:: About this task ::
When you return the lines below, go from the first through the line with "positive clicks: (457, 611)", keep them exact, and leave out every picture.

:: The data ::
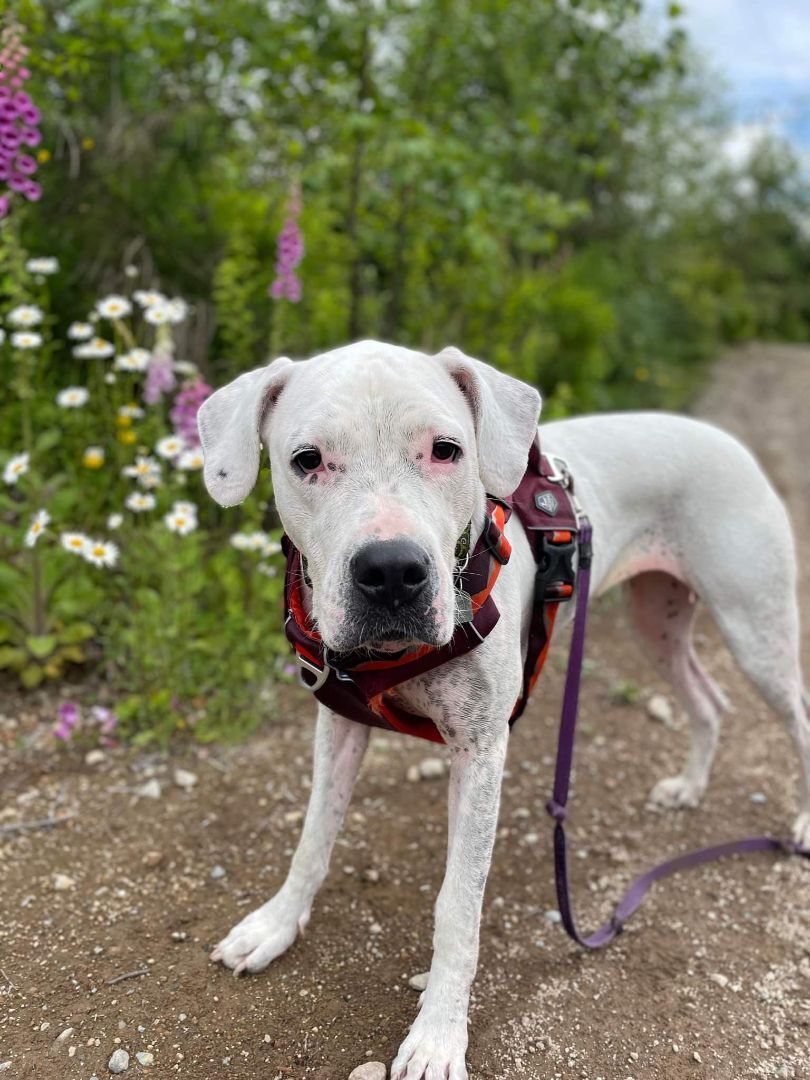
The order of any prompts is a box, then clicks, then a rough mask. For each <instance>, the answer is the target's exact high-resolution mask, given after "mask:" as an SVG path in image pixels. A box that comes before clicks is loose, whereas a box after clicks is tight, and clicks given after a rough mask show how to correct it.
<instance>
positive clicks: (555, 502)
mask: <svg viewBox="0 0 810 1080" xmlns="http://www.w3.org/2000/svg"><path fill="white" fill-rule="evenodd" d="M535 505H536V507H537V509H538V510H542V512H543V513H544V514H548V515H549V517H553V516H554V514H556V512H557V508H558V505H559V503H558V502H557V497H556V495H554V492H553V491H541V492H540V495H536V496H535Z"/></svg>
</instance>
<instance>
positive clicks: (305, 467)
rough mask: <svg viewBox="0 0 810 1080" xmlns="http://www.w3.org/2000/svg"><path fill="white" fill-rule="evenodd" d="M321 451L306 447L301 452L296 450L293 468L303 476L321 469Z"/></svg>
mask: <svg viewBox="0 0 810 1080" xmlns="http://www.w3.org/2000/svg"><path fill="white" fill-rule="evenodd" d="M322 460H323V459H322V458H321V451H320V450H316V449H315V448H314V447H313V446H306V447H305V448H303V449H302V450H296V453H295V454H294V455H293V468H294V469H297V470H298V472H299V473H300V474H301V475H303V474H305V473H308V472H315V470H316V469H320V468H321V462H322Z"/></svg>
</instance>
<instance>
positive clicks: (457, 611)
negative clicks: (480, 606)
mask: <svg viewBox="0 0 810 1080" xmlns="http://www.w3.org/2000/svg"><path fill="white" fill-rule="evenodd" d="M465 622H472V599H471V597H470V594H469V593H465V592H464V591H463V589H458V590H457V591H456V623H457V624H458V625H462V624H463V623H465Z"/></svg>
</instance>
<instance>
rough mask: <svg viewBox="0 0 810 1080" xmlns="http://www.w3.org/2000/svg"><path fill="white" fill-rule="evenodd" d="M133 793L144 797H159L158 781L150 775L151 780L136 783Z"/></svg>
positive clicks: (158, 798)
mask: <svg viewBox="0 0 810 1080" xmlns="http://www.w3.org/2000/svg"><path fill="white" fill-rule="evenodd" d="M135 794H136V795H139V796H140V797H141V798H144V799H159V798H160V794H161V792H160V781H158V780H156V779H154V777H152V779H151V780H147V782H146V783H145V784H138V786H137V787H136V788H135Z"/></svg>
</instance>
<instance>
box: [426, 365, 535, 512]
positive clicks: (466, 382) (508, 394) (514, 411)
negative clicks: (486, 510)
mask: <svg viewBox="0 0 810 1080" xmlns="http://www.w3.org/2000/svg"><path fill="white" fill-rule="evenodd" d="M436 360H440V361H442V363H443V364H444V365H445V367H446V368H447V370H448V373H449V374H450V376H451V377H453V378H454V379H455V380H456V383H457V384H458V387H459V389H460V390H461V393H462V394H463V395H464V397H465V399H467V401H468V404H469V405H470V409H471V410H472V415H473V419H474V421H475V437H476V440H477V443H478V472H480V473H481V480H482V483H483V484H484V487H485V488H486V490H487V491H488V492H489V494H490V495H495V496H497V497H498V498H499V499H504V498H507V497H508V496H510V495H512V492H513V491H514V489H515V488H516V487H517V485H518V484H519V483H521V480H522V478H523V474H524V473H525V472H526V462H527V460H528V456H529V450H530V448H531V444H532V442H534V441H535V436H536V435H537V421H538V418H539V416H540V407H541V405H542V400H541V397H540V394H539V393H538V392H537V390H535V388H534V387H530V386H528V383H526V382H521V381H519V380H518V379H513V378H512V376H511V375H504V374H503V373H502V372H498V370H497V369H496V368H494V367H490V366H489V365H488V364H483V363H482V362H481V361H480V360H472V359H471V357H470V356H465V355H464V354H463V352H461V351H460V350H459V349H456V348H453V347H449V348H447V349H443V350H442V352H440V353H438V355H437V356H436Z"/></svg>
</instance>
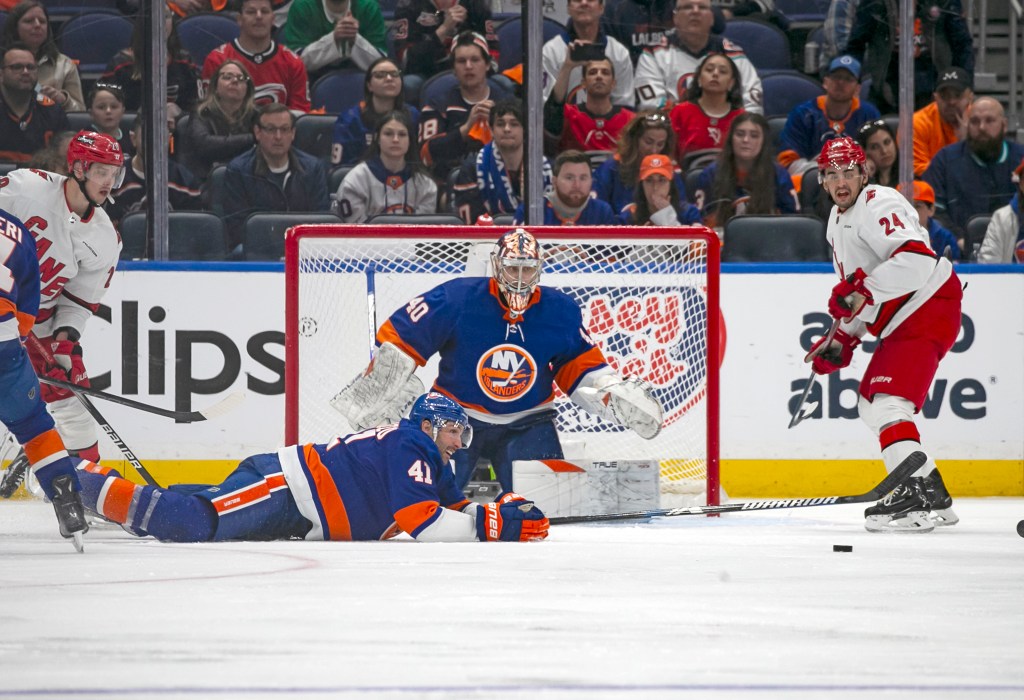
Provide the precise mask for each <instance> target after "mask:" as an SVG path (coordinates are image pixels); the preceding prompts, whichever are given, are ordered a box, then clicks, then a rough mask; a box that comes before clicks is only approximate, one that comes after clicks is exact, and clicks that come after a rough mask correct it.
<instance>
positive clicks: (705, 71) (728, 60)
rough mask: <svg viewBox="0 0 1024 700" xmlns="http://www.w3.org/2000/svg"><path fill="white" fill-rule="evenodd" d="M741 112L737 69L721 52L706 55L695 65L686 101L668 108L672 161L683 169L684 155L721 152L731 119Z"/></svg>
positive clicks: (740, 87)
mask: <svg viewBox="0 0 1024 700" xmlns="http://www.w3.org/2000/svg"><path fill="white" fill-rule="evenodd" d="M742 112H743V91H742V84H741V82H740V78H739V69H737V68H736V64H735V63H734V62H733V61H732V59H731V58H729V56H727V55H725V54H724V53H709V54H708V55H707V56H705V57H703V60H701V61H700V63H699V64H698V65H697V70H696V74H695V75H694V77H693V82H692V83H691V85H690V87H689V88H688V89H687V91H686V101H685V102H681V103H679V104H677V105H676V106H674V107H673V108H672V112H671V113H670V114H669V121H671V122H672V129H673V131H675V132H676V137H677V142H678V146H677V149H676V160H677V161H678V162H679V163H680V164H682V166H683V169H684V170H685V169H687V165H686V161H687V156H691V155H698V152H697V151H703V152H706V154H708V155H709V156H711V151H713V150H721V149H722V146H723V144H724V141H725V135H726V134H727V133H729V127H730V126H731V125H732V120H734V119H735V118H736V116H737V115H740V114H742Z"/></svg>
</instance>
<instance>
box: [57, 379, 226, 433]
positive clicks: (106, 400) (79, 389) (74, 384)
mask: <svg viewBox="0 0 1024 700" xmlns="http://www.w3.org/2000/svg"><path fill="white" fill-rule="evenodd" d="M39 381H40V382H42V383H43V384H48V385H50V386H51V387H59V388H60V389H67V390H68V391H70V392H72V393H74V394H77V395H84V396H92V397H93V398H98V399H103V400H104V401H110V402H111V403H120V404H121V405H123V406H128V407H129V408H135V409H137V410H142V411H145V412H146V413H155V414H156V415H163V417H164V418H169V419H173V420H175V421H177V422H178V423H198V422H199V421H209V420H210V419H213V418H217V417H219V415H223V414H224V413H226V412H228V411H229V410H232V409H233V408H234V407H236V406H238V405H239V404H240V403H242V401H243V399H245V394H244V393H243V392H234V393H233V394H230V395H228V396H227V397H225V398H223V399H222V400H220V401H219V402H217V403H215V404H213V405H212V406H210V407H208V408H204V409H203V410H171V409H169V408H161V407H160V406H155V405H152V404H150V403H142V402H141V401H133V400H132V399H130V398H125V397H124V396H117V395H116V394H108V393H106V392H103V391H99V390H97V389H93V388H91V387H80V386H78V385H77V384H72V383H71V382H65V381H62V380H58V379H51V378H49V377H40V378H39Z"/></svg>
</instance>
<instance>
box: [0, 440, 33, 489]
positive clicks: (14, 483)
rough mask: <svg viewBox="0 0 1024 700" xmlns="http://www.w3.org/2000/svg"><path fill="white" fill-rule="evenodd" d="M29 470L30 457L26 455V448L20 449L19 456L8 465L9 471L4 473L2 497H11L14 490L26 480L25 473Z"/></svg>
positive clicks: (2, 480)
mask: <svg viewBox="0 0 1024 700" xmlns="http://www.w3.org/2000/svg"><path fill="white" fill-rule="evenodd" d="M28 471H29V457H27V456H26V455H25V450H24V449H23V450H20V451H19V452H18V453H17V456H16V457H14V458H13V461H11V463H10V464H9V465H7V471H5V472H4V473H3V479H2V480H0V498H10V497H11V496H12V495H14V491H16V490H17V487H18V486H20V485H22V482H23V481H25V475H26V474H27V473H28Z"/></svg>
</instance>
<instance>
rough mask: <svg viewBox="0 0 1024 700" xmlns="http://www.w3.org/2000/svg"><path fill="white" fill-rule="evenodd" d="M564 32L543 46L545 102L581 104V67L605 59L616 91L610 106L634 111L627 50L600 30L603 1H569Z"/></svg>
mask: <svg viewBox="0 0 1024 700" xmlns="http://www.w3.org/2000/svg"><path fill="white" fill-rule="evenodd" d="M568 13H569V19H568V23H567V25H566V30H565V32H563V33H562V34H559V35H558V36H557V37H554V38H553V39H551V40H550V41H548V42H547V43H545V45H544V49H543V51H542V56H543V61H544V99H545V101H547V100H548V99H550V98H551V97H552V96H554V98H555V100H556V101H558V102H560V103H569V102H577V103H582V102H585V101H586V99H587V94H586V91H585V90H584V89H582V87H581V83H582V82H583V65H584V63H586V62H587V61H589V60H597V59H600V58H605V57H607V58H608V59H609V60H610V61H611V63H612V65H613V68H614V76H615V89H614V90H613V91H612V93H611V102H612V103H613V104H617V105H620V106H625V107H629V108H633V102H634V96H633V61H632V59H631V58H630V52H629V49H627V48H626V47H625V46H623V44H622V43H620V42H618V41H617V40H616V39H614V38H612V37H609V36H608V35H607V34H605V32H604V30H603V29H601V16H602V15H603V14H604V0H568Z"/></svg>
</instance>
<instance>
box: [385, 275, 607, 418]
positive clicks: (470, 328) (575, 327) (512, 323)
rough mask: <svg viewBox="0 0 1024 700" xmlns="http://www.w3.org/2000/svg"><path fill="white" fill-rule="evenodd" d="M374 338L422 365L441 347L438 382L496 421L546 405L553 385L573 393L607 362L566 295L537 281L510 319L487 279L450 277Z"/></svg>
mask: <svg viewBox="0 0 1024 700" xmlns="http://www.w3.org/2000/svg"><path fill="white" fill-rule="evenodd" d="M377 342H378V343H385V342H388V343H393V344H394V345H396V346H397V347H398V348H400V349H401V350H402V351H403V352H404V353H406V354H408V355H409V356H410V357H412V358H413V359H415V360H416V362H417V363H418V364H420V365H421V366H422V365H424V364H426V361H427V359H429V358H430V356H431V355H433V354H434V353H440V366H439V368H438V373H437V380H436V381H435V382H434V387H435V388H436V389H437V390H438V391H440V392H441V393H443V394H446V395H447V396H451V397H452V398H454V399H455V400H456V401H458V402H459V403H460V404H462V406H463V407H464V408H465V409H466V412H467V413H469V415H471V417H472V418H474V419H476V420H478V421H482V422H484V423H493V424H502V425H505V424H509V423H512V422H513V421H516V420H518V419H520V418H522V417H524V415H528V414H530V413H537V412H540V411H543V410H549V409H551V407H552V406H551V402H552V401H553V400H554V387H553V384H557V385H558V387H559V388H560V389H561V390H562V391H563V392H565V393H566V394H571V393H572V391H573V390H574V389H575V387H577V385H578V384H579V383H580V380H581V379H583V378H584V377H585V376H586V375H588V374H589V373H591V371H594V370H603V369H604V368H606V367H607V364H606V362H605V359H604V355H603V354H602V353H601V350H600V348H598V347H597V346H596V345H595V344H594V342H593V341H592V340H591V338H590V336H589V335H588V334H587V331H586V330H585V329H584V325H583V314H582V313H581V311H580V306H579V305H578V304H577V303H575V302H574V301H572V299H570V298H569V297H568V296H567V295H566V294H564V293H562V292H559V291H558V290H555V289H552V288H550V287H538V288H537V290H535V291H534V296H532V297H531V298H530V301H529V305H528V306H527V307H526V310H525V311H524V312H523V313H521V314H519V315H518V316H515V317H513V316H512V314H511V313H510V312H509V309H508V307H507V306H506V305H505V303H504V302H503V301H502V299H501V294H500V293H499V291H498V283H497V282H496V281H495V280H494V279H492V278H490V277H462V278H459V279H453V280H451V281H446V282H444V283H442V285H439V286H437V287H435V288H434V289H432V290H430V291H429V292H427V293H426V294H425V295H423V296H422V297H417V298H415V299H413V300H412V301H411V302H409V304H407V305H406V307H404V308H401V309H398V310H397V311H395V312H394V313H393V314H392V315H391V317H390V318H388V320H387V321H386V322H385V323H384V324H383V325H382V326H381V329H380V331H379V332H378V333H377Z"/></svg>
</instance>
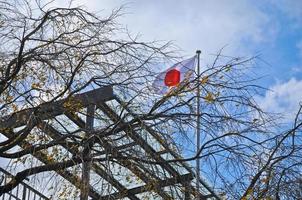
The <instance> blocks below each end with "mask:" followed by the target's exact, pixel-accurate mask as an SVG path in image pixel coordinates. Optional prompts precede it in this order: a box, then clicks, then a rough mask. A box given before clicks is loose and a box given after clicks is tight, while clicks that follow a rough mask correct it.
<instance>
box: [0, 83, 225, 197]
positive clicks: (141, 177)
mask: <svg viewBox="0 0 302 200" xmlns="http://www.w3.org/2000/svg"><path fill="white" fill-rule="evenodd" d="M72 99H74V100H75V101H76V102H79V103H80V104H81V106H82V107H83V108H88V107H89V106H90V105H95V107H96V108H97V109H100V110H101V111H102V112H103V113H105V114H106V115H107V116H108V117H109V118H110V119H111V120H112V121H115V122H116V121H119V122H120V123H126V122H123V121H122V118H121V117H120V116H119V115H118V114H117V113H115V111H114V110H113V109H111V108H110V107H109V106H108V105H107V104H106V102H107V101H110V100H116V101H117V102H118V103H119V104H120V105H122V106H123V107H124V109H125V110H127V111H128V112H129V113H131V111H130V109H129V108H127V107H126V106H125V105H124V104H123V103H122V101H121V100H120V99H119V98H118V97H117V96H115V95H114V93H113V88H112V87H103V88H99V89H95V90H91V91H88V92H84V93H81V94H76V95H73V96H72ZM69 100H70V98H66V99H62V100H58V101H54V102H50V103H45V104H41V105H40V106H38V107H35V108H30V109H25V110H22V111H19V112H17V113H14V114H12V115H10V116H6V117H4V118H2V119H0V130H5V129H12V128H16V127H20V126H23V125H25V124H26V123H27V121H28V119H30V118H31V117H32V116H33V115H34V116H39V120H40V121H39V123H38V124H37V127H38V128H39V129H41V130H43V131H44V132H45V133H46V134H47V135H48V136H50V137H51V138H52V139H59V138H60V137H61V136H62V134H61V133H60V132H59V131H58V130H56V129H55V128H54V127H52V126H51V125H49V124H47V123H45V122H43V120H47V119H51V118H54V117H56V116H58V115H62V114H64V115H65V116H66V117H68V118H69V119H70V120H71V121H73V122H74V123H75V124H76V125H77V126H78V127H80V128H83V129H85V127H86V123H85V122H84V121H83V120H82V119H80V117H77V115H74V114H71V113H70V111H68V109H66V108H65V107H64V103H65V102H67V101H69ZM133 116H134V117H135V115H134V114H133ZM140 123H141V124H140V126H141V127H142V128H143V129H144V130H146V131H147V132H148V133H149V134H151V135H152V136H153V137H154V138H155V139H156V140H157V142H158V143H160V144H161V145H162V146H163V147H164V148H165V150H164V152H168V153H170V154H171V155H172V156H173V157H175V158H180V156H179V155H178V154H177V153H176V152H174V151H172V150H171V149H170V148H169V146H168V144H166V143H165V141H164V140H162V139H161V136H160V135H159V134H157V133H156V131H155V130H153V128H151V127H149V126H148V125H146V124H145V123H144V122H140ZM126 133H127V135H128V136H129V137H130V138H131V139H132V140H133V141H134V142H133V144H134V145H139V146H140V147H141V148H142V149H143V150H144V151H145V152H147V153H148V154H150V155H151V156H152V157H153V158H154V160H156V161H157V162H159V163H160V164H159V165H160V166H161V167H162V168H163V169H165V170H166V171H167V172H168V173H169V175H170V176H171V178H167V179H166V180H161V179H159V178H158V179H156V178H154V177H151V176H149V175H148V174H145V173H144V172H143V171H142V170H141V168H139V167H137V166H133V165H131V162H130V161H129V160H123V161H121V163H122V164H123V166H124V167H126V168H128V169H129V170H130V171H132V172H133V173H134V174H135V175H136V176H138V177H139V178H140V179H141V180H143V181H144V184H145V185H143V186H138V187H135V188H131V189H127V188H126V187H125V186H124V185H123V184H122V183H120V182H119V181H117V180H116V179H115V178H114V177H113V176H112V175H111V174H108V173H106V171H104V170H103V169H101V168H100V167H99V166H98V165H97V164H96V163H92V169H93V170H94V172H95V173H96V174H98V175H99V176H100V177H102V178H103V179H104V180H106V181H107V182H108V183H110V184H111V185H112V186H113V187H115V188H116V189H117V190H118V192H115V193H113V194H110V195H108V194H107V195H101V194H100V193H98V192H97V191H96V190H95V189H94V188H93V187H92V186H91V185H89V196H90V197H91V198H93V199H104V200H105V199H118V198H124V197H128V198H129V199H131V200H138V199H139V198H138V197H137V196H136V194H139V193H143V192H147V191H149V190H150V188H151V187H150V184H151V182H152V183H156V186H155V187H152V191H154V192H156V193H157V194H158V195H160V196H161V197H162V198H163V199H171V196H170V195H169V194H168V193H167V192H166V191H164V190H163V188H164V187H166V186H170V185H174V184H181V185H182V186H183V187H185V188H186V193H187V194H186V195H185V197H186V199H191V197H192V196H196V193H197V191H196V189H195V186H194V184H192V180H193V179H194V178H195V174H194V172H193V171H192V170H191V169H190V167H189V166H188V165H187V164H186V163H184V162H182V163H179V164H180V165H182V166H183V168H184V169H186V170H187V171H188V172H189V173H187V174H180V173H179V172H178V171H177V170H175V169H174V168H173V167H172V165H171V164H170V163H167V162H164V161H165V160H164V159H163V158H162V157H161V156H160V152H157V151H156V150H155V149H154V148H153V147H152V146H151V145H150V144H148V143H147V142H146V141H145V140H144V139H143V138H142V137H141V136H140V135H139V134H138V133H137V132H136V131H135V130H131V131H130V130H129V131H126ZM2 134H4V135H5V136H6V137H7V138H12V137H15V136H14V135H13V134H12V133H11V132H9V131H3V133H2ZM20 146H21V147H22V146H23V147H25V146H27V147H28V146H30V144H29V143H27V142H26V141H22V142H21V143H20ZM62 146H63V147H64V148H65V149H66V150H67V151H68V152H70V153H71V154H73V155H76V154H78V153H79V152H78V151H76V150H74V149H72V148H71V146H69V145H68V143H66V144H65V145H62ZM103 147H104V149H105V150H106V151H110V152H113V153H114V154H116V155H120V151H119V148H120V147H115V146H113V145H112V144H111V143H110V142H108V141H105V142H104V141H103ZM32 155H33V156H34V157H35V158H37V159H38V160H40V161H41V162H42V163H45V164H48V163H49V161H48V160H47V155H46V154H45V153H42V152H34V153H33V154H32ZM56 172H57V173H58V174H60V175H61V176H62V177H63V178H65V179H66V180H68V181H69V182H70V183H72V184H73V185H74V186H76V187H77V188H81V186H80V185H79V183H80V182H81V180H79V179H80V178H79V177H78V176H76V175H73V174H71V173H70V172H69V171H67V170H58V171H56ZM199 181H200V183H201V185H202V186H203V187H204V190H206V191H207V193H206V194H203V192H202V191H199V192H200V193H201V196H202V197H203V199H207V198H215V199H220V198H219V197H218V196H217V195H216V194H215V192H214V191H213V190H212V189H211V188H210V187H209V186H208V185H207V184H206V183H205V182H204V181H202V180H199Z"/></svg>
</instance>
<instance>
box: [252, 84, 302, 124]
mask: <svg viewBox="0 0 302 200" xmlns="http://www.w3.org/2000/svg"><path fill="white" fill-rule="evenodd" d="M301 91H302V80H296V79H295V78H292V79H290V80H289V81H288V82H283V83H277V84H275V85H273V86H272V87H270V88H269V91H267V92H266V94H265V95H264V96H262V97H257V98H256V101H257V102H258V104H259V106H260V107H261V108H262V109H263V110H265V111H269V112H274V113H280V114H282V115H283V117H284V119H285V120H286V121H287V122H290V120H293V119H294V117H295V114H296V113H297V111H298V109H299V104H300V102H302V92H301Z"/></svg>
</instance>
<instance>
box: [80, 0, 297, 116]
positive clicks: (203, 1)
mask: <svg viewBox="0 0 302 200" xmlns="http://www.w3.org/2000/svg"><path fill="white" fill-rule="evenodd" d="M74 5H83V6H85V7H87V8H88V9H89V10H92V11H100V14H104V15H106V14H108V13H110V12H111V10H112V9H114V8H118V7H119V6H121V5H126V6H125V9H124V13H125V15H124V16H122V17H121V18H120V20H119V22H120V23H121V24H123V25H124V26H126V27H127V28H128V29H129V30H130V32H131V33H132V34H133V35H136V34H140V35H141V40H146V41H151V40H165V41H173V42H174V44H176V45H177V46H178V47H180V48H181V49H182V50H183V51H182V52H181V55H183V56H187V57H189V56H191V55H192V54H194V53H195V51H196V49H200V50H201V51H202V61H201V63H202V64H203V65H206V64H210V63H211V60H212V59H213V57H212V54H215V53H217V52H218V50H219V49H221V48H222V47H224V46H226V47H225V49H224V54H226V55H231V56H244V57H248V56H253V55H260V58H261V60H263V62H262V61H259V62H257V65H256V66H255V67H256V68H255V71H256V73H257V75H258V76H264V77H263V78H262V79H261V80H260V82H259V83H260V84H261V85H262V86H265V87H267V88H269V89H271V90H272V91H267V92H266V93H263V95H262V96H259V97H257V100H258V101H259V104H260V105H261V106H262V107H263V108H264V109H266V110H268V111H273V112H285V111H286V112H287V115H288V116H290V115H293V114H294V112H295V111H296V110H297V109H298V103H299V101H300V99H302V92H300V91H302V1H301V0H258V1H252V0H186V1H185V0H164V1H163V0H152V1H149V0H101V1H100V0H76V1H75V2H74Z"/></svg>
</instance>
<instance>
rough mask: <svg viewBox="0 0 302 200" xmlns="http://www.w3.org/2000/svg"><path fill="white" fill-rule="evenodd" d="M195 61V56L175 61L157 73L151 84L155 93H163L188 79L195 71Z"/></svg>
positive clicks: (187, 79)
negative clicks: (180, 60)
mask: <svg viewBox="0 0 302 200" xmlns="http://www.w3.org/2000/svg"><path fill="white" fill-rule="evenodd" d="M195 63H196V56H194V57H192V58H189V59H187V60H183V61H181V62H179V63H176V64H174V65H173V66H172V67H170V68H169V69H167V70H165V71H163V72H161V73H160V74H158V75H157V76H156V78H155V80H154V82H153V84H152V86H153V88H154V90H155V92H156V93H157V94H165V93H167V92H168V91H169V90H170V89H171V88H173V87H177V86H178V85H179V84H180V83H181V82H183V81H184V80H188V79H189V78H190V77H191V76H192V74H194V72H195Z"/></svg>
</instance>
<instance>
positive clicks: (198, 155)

:: Your response ::
The order of any prompts is a box, then clicks, then a rough mask. For each <instance>, the answer is the target's exact high-resolution mask, given after "mask:" as an SVG path in image pixels. A box that comes before clicks is loose, whereas a box after clicks is tight, and clicks given after a rough mask show how to correct it.
<instance>
positive clicks: (555, 502)
mask: <svg viewBox="0 0 810 1080" xmlns="http://www.w3.org/2000/svg"><path fill="white" fill-rule="evenodd" d="M535 505H536V507H537V509H538V510H542V512H543V513H544V514H548V515H549V517H553V516H554V514H556V512H557V508H558V505H559V503H558V502H557V497H556V495H554V492H553V491H541V492H540V495H536V496H535Z"/></svg>
</instance>
<instance>
positive clicks: (305, 467)
rough mask: <svg viewBox="0 0 810 1080" xmlns="http://www.w3.org/2000/svg"><path fill="white" fill-rule="evenodd" d="M321 451L306 447L301 452L296 450L293 468L303 476L321 469Z"/></svg>
mask: <svg viewBox="0 0 810 1080" xmlns="http://www.w3.org/2000/svg"><path fill="white" fill-rule="evenodd" d="M322 460H323V459H322V458H321V451H320V450H316V449H315V448H314V447H313V446H306V447H305V448H303V449H302V450H296V453H295V454H294V455H293V468H294V469H297V470H298V472H299V473H300V474H301V475H303V474H305V473H308V472H315V470H316V469H320V468H321V462H322Z"/></svg>
</instance>
<instance>
positive clicks: (457, 611)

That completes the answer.